[Data extracts]

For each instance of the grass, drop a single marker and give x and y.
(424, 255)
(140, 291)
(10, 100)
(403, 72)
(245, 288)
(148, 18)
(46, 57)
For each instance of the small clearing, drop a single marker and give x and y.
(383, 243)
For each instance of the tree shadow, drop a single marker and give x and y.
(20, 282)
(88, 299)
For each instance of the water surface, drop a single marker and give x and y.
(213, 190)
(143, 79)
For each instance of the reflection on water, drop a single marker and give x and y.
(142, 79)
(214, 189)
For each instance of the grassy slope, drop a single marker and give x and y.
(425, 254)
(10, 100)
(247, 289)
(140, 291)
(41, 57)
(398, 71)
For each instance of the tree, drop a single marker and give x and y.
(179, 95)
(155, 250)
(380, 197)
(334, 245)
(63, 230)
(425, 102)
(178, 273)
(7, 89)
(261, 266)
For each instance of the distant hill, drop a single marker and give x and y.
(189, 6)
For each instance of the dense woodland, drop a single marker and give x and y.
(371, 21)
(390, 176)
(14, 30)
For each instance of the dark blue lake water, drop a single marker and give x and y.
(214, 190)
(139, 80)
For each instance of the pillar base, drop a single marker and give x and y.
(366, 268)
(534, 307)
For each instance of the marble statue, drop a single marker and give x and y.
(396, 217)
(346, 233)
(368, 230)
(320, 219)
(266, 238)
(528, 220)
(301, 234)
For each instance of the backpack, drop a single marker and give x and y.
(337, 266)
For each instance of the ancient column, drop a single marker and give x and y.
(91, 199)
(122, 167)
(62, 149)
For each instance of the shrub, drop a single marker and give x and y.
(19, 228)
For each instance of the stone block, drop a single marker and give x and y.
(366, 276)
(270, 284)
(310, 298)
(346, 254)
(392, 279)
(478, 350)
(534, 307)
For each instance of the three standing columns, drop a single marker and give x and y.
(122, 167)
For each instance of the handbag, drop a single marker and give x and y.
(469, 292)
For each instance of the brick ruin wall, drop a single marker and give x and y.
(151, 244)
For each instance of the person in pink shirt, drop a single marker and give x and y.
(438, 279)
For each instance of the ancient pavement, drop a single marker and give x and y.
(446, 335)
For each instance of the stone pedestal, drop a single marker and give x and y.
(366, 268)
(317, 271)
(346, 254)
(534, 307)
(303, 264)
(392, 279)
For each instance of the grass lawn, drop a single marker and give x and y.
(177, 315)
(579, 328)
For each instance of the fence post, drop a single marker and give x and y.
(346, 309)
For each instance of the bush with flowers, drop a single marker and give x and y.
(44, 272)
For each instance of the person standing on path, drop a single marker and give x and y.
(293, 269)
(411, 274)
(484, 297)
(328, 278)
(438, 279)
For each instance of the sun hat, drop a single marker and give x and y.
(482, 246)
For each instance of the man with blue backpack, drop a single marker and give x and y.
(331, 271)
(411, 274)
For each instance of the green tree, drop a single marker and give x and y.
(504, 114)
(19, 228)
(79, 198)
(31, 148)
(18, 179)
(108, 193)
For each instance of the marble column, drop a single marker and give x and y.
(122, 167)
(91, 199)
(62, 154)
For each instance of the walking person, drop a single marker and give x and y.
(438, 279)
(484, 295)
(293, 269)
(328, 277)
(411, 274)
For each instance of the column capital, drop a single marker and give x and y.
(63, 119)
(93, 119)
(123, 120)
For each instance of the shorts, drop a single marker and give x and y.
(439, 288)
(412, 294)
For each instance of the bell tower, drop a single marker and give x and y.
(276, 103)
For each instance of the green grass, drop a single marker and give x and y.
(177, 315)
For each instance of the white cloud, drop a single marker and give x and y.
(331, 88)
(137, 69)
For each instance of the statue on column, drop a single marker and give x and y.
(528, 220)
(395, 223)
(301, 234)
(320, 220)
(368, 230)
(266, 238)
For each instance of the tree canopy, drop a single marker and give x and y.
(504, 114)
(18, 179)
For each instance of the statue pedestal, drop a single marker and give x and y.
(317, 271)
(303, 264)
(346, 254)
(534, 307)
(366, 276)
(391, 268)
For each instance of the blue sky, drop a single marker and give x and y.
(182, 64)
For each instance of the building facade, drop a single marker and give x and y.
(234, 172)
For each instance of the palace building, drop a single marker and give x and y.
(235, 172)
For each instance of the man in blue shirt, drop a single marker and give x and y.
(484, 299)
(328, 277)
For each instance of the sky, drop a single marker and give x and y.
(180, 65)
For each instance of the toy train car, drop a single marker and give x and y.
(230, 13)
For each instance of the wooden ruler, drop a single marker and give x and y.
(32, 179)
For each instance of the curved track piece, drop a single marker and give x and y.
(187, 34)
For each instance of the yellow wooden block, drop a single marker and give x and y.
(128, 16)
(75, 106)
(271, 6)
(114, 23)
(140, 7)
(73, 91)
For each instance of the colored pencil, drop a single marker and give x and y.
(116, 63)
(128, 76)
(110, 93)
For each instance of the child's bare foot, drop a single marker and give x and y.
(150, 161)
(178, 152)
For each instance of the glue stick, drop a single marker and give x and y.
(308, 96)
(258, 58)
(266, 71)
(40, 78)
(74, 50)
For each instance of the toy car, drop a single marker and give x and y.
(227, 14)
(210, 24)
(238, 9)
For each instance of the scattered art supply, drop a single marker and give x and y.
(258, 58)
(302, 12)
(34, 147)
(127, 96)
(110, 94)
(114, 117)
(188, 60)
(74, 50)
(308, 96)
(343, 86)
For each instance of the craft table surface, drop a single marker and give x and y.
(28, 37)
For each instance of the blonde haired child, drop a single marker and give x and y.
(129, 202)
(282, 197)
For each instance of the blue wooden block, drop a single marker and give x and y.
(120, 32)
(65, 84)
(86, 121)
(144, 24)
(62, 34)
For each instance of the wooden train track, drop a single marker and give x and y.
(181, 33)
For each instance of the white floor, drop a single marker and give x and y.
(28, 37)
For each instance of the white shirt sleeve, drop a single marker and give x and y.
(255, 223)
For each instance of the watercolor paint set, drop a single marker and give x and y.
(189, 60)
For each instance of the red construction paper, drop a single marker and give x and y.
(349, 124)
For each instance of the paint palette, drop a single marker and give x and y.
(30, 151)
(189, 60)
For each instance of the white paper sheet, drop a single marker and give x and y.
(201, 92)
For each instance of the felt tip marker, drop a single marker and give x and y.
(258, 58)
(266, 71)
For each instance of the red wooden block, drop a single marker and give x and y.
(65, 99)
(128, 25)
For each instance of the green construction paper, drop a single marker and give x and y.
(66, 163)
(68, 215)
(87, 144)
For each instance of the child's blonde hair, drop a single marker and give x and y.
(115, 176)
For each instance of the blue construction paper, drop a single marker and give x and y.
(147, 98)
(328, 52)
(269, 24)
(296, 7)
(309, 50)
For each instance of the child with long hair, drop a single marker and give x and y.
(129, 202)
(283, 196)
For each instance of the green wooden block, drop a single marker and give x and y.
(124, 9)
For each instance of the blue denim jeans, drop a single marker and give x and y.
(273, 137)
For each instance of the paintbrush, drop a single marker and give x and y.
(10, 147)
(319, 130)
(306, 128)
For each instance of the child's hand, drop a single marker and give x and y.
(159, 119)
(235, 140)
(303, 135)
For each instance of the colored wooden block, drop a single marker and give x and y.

[/Data extracts]

Task item:
Write out every record shown above, word for word.

Exercise result:
For each instance of the grass, drop a single marker and give x and y.
(424, 255)
(140, 291)
(10, 100)
(403, 72)
(245, 288)
(148, 18)
(46, 57)
For each instance of the small clearing, drop a single marker and give x and y.
(383, 243)
For each instance of the tree shadow, drop a single marker and give x and y.
(20, 282)
(88, 299)
For each instance of the water surface, drop a single marker and give x and y.
(213, 190)
(143, 79)
For each instance of the reflection on water, drop a single marker and give x and y.
(142, 79)
(214, 189)
For each instance of the grassy slope, drop a single marker and give x and y.
(425, 254)
(10, 100)
(247, 289)
(140, 291)
(41, 57)
(398, 71)
For each instance of the tree, drop a single marker and give x and y.
(179, 95)
(155, 250)
(380, 197)
(334, 245)
(63, 230)
(425, 102)
(178, 273)
(7, 89)
(261, 266)
For each instance of the distant hill, drop a single marker and give x and y.
(189, 6)
For each instance of the dense woodland, drop a single marker and give x and y.
(371, 21)
(390, 176)
(14, 30)
For each instance of the dark blue lake water, drop a single marker and give x and y.
(214, 190)
(139, 80)
For each instance of the pillar base, drop a single marker and give x and y.
(366, 268)
(534, 307)
For each instance of the marble statue, drop a single marker and give x and y.
(396, 217)
(346, 233)
(368, 230)
(320, 219)
(266, 238)
(528, 220)
(301, 234)
For each instance of the backpack, drop a single marker and give x and y.
(337, 266)
For each instance of the ancient column, drop a single marker and give x and y.
(91, 199)
(122, 167)
(62, 149)
For each instance of the shrub, drop a single marker and give x and y.
(19, 228)
For each instance of the stone block, drop a single marker and give x and y.
(366, 276)
(270, 284)
(310, 298)
(346, 254)
(392, 279)
(478, 350)
(534, 307)
For each instance of the three standing columns, drop a single marker and give x and y.
(122, 167)
For each instance of the handbag, drop a single marker and give x and y.
(469, 292)
For each instance of the brick ruin wall, drop a single marker and give x and y.
(151, 244)
For each instance of the person in pink shirt, drop a single marker and give x and y.
(438, 279)
For each instance of the ancient pavement, drop a single marker and give x and y.
(446, 335)
For each instance of the stone pedestal, drop a single marker and give x and y.
(366, 268)
(317, 271)
(346, 254)
(534, 307)
(303, 264)
(392, 279)
For each instance of the grass lawn, drop a single marker and give x and y.
(177, 315)
(579, 328)
For each instance of the fence post, drop a single marker and give x and y.
(346, 309)
For each instance of the bush with flowers, drop a single marker and give x and y.
(44, 272)
For each instance of the person standing on path, drop a single marker and give x and y.
(293, 269)
(411, 274)
(484, 297)
(328, 278)
(438, 279)
For each instance of the sun hat, drop a single marker and give x and y.
(482, 246)
For each instance of the man with blue backpack, drop a single marker and give x and y.
(331, 271)
(411, 274)
For each instance of the green tree, drop a single marker and give x and y.
(504, 114)
(19, 228)
(79, 198)
(31, 148)
(18, 179)
(108, 193)
For each instance of the marble column, drop a single marker and give x and y.
(122, 167)
(91, 199)
(62, 154)
For each instance of the walking person, drop a single marker and give x and y.
(438, 279)
(484, 295)
(293, 269)
(328, 277)
(411, 274)
For each instance of the column capital, drop a single marker and give x and y.
(63, 119)
(93, 119)
(123, 120)
For each instance of the shorts, drop a single marker and give x and y.
(439, 288)
(412, 294)
For each instance of the bell tower, drop a single marker and give x and y.
(276, 103)
For each instance of the green grass, drop a single marker and give x and y.
(177, 315)
For each instance of the white cloud, drop a single marker and give x and y.
(331, 88)
(137, 69)
For each instance of the statue on column, drop a single marker and give x and y.
(528, 220)
(395, 223)
(301, 234)
(320, 220)
(368, 230)
(266, 238)
For each instance of the tree canopy, drop a single marker and give x and y.
(504, 114)
(18, 179)
For each instance of the statue pedestal, drop a single marker and give x and y.
(317, 271)
(303, 264)
(346, 254)
(534, 307)
(366, 276)
(391, 268)
For each instance of the blue sky, drop a single marker and give x and y.
(182, 64)
For each instance of the building facade, drop a single marker and give x and y.
(234, 172)
For each instance of the palace building, drop a single marker and give x and y.
(235, 172)
For each instance of the man in blue shirt, drop a single marker and give x and y.
(484, 299)
(328, 277)
For each instance of the sky, drop a single marker and give x and y.
(180, 65)
For each instance of the toy train car, drop a single marker and give x and y.
(230, 13)
For each instance of the wooden ruler, drop a single marker and give x and y.
(32, 179)
For each instance of the curved track piece, drop a single marker and give x and y.
(187, 34)
For each instance of the yellow wooden block, drop a single marker and give x and y.
(128, 16)
(75, 106)
(271, 6)
(114, 23)
(140, 7)
(73, 91)
For each instance of the colored pencil, drop a single marker and give x and y.
(116, 63)
(128, 76)
(110, 93)
For each instance of the child's bare foot, drop a single marker and give x and y.
(150, 161)
(178, 152)
For each instance of the glue stick, drop a single marker and give x and y.
(308, 96)
(258, 58)
(266, 71)
(40, 78)
(74, 50)
For each instance of the toy car, drop a single marker and give x and y.
(227, 14)
(210, 24)
(238, 9)
For each instance of the scattered art supply, drop a single marker and give x and y.
(258, 58)
(302, 12)
(34, 147)
(127, 96)
(110, 94)
(114, 117)
(188, 60)
(74, 50)
(308, 96)
(343, 86)
For each instance of the craft table surface, drop a single marker and give x and y.
(28, 37)
For each instance of the blonde haired child, drop a single marker and give x and y.
(129, 202)
(282, 197)
For each instance of the blue wooden block, drop a single marker and give x and y.
(120, 32)
(65, 84)
(86, 121)
(144, 24)
(62, 34)
For each instance of the wooden train track, drop a single marker and give x and y.
(181, 33)
For each instance of the white floor, drop a single marker and give x and y.
(28, 37)
For each instance of the white shirt sleeve, drop a single marker and give x and y.
(255, 223)
For each instance of the watercolor paint set, drop a single marker and give x and y.
(189, 60)
For each instance of the red construction paper, drop a single marker and give x and y.
(349, 124)
For each instance of the paint palette, drop a single marker and give x and y.
(30, 151)
(189, 60)
For each instance of the white paper sheet, drop a single marker and give x and y.
(201, 92)
For each instance of the felt tip marker, drop a single marker and give x and y.
(258, 58)
(266, 71)
For each instance of the red wooden block, drop a single marker and give x and y.
(65, 99)
(128, 25)
For each instance of the green construction paper, drop a single marker and give x and y.
(66, 163)
(68, 215)
(87, 144)
For each instance of the child's blonde hair, drop a single marker and give x and y.
(115, 176)
For each instance of the blue construction paper, drop a single marker and give x and y.
(147, 98)
(328, 52)
(269, 24)
(296, 7)
(309, 50)
For each instance of the child with long hair, drop a single marker and give x and y.
(129, 202)
(283, 196)
For each instance of the green wooden block, drop a single marker and give x and y.
(124, 9)
For each instance of the blue denim jeans, drop a single marker and give x and y.
(273, 137)
For each instance of the paintbrush, drop a single marker and give x and y.
(10, 147)
(319, 130)
(306, 128)
For each instance of the child's hand, drop a single marker and give x and y.
(159, 119)
(235, 140)
(303, 135)
For each instance of the colored wooden block, drop a single marker and give x and y.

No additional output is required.